Copy out all of the rows below, keeping every line identical to the original.

▶ [Exercise material]:
>>
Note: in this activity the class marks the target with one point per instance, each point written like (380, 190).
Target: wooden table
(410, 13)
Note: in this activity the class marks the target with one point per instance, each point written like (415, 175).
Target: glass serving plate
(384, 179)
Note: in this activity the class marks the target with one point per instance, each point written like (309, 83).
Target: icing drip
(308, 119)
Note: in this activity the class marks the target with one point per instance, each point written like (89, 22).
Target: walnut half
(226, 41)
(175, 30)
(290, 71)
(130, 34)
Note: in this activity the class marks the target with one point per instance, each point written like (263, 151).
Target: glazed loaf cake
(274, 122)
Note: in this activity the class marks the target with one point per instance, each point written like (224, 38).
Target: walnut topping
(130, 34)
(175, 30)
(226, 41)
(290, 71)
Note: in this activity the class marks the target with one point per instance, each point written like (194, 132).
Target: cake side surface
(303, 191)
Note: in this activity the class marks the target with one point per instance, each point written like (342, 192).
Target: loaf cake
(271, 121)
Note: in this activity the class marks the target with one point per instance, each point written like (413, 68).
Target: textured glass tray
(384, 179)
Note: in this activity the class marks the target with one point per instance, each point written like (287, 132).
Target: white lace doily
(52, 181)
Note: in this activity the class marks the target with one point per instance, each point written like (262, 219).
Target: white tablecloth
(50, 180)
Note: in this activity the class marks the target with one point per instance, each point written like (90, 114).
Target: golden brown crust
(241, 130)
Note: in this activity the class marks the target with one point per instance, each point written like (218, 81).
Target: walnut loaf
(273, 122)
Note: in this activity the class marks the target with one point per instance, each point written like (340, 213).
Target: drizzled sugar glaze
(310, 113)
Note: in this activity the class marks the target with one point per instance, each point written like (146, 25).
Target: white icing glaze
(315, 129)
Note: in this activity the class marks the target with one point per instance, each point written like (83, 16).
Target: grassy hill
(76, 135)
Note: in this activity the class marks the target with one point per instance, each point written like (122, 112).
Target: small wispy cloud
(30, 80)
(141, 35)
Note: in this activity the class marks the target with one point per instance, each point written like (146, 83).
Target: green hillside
<<
▶ [Task result]:
Note: in this activity the class marks the target with one point per instance, each point written like (380, 190).
Target: wooden table
(410, 13)
Note: in this activity the class marks the target with one point per instance, each point written like (415, 175).
Target: glass serving plate
(384, 179)
Note: in this activity the class marks the target with one point per instance, each point written like (309, 83).
Target: icing drip
(308, 119)
Note: in this activity the class marks the target with one point per instance, each point written like (89, 22).
Target: walnut half
(226, 41)
(175, 30)
(290, 71)
(130, 34)
Note: in this activity the class marks the target with one point per instance, each point written like (263, 151).
Target: glazed loaf cake
(274, 122)
Note: in this activity the class marks the target with one point per instance, each point written like (224, 38).
Target: walnut topping
(130, 34)
(175, 30)
(226, 41)
(290, 71)
Note: in this activity the class marks the target with one point per instance, each point written like (194, 132).
Target: cake side surface
(303, 191)
Note: in this activity the class marks the target with one point per instance, each point written like (342, 192).
Target: loaf cake
(271, 121)
Note: in this activity the class marks the target with one point per instance, each point written like (413, 68).
Target: textured glass tray
(384, 179)
Note: in this activity the class marks the target with one point per instance, each point written like (287, 132).
Target: white lace doily
(52, 181)
Note: in this activity the class marks the target with one point per instance, each point written like (262, 219).
Target: white tablecloth
(50, 180)
Note: in this activity the class marks the target with one point per instance, each point written like (90, 114).
Target: golden brown crust
(241, 130)
Note: in this activity the class marks the target with one point per instance, each point written like (218, 81).
Target: walnut loaf
(273, 122)
Note: in this activity the class marks the target with one point per instance, each point written like (340, 213).
Target: drizzled sugar glaze
(310, 113)
Note: in this activity the class marks the target with one point per instance, each point written like (146, 25).
Target: white icing glaze
(315, 129)
Note: in this activity the class marks the target with one point per instance, each point written like (83, 16).
Target: grassy hill
(76, 135)
Note: in this activity the class marks the target with one point per instance, each point written like (122, 112).
Target: small wispy cloud
(30, 80)
(141, 35)
Note: in this activity the class marks the target with one point per instance, each point written like (146, 83).
Target: green hillside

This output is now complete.